● Instruction:
Count the lines in the data below that contain the string "window", matching case exactly, and give only the number.

● Listed records:

========================================================================

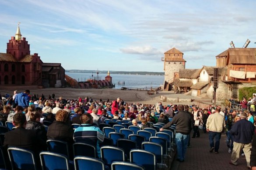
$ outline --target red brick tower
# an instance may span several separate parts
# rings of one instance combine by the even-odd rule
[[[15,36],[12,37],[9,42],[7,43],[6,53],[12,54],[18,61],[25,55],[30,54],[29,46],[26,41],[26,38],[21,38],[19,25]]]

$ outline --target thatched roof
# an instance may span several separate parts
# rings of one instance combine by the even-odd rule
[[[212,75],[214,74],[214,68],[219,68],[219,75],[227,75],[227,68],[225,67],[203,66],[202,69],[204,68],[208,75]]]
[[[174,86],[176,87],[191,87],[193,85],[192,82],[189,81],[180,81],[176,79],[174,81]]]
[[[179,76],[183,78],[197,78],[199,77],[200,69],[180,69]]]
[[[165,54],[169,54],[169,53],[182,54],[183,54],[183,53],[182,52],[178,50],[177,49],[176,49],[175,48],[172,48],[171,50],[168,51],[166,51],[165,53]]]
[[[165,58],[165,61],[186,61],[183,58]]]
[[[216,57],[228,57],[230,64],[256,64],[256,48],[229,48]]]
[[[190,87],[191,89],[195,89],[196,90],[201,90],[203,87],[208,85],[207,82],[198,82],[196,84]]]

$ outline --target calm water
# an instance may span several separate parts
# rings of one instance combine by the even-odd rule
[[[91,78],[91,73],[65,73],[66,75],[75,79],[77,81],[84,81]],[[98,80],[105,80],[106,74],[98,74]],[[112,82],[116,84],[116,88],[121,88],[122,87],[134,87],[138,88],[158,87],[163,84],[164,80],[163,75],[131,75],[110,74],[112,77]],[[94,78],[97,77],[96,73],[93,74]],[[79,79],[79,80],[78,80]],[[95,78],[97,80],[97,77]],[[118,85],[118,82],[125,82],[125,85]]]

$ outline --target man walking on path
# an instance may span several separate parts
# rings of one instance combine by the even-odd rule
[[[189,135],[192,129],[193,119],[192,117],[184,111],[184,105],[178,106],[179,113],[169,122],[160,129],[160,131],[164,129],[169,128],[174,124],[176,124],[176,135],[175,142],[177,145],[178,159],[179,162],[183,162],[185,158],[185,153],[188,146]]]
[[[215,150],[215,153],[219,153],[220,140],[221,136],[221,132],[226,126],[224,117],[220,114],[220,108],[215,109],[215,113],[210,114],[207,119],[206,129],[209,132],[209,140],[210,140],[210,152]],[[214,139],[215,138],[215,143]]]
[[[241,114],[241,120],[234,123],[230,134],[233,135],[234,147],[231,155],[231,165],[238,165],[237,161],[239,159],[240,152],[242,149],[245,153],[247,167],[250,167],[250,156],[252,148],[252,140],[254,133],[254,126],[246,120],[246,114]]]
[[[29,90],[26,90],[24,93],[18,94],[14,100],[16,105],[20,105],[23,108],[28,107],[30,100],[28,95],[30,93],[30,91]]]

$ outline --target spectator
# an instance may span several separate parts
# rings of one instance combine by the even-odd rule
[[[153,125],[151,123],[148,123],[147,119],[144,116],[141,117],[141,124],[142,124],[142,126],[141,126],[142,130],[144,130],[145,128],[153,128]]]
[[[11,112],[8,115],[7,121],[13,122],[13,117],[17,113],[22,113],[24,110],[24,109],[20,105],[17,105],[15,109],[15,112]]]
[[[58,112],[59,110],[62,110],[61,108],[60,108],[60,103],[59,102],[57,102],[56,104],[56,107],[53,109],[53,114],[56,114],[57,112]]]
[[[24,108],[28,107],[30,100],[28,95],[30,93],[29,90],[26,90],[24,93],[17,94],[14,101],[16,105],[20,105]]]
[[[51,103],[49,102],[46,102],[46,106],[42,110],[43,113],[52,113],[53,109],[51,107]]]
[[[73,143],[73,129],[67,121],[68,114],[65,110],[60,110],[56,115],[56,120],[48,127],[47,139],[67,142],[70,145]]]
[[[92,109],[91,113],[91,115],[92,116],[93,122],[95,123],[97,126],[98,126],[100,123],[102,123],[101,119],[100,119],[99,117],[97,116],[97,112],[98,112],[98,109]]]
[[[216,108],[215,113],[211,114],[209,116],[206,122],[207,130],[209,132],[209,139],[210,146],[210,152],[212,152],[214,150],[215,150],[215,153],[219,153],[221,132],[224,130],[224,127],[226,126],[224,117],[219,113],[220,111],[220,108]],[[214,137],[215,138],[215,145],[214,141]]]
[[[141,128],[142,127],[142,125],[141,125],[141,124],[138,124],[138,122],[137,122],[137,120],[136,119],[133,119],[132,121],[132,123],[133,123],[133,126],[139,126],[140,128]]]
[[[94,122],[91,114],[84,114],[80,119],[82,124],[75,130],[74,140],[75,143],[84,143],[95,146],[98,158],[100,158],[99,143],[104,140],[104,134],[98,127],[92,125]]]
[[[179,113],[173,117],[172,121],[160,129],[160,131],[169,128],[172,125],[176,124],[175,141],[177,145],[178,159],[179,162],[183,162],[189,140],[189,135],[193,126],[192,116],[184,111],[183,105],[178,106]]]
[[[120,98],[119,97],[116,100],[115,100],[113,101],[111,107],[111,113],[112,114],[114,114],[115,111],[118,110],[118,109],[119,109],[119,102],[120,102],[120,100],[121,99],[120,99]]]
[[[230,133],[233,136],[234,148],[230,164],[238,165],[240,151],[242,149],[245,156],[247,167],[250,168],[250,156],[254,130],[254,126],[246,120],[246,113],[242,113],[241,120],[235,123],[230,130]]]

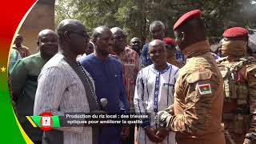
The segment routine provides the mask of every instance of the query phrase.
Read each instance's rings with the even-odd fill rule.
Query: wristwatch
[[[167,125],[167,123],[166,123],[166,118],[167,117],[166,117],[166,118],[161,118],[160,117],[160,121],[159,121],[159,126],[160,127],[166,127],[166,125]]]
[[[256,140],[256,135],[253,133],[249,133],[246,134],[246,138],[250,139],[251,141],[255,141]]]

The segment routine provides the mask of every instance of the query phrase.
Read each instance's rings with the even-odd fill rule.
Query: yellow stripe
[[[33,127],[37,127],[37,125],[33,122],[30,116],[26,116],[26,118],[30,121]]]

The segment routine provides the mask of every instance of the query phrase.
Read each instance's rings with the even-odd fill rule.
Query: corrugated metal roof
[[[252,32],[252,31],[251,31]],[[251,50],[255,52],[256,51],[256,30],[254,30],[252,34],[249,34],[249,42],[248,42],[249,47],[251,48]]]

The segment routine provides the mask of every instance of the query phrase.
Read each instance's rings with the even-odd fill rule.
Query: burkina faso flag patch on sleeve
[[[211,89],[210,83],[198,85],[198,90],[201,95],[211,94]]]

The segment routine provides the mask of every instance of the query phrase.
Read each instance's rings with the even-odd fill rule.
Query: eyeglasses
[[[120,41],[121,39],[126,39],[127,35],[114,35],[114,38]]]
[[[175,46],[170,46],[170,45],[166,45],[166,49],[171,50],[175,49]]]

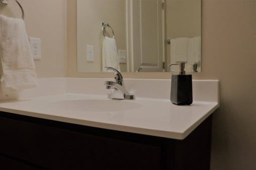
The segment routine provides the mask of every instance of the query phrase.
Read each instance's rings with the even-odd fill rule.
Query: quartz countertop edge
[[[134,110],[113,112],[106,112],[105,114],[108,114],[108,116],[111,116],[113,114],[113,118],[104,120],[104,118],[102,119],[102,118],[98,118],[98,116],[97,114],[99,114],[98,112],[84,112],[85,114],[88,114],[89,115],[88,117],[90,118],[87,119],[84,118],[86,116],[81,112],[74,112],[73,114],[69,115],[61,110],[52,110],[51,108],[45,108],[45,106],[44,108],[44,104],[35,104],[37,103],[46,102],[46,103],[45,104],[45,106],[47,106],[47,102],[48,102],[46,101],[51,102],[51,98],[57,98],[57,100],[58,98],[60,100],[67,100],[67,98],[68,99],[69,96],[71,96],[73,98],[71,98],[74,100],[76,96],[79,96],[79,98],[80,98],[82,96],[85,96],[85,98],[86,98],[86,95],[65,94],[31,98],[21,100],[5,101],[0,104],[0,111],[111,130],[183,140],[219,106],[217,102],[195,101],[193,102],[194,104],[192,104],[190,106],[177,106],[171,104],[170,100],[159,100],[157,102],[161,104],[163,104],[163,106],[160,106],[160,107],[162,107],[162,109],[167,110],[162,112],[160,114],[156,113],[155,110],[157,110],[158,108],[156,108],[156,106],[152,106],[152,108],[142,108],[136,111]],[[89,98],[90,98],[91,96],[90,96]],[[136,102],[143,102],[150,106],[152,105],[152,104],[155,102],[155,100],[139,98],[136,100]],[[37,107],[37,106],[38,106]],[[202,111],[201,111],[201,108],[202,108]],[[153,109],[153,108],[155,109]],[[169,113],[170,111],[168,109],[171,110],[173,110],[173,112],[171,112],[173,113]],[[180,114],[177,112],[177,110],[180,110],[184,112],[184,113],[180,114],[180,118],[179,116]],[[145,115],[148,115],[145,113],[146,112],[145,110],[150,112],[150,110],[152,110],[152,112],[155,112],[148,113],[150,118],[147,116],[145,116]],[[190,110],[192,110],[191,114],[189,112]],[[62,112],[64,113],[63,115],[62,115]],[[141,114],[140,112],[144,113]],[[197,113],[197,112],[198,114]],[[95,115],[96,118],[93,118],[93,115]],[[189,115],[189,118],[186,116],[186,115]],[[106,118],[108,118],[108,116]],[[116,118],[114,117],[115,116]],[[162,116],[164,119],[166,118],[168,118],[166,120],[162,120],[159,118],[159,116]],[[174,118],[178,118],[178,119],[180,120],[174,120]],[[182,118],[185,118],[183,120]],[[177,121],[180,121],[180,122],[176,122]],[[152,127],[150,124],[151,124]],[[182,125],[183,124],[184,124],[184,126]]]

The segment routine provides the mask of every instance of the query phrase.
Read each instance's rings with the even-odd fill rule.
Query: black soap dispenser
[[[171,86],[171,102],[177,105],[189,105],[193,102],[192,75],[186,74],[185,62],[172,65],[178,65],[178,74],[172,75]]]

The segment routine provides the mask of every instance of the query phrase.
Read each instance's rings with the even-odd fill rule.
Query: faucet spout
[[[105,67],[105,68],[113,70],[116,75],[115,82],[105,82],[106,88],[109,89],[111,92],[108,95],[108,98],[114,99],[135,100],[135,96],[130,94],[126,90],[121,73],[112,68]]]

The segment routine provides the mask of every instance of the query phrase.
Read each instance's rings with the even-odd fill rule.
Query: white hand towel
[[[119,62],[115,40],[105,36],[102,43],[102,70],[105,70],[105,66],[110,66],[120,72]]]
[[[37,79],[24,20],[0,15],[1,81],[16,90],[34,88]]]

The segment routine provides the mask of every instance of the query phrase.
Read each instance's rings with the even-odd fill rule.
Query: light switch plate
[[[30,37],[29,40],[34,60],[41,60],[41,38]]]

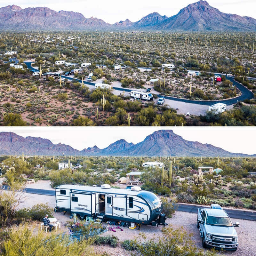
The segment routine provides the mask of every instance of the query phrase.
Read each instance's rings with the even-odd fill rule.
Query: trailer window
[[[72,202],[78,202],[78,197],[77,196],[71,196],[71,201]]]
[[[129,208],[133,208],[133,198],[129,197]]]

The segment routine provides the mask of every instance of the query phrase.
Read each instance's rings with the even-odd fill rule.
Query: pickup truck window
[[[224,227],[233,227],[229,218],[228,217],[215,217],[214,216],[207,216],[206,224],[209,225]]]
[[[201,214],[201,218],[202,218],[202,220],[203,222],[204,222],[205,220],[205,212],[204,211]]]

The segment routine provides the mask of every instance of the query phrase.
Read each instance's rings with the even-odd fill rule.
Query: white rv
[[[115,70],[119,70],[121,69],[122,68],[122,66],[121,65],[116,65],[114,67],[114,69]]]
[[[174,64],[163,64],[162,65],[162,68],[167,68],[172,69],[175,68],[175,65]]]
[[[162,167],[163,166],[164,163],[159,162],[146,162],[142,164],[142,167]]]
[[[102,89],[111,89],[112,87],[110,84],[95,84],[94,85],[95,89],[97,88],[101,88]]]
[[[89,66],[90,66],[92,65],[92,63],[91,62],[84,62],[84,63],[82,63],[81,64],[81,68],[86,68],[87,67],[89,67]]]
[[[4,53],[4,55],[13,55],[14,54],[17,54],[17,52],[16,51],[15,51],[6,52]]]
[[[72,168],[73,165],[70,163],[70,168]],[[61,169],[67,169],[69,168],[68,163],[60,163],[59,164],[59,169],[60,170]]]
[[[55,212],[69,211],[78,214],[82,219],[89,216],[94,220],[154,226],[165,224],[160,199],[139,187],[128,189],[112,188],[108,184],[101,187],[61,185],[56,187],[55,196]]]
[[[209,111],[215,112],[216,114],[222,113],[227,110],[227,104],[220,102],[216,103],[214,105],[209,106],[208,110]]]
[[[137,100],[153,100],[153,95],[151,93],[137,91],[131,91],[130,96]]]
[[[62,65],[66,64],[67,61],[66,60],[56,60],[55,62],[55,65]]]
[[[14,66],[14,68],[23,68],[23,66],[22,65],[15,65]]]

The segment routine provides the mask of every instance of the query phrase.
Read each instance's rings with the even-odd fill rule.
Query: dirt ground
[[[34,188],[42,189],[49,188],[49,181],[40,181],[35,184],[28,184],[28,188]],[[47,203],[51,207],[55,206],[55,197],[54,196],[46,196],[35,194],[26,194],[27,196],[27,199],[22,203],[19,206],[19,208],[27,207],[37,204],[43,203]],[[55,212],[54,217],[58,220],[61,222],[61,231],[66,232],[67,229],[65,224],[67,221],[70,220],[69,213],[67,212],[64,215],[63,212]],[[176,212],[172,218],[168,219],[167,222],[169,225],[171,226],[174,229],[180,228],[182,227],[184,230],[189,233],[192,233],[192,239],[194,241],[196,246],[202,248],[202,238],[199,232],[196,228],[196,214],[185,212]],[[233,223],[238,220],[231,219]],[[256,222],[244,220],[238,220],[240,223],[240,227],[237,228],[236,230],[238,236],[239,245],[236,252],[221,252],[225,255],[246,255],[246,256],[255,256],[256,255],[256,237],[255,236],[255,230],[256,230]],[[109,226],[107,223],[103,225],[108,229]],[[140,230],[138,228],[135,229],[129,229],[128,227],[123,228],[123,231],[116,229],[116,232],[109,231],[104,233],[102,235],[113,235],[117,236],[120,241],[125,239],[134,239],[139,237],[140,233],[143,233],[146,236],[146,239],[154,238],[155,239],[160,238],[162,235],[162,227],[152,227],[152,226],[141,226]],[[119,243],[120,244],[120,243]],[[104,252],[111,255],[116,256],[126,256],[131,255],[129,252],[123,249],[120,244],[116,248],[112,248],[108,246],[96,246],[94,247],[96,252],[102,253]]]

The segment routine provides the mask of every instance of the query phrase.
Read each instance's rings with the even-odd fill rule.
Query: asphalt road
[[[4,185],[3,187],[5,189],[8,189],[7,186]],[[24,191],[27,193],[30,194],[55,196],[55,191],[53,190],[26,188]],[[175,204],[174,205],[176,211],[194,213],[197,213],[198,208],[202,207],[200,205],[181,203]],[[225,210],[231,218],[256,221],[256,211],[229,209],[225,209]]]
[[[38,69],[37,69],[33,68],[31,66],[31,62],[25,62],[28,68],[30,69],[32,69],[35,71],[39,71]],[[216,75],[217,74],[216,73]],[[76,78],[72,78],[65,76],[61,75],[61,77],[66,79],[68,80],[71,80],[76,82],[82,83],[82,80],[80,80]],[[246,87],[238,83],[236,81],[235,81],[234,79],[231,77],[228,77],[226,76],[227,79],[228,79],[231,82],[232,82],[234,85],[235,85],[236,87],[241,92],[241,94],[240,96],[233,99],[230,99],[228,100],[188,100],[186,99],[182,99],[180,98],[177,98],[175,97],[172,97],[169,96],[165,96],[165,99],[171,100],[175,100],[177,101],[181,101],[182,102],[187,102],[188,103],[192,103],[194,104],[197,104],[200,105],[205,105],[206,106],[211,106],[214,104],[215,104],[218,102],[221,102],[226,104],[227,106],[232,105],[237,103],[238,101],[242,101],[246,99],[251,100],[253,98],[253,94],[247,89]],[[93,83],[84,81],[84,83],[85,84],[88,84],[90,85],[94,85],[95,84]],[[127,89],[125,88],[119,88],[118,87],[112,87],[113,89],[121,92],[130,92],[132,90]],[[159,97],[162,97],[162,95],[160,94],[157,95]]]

========================================================================

● Response:
2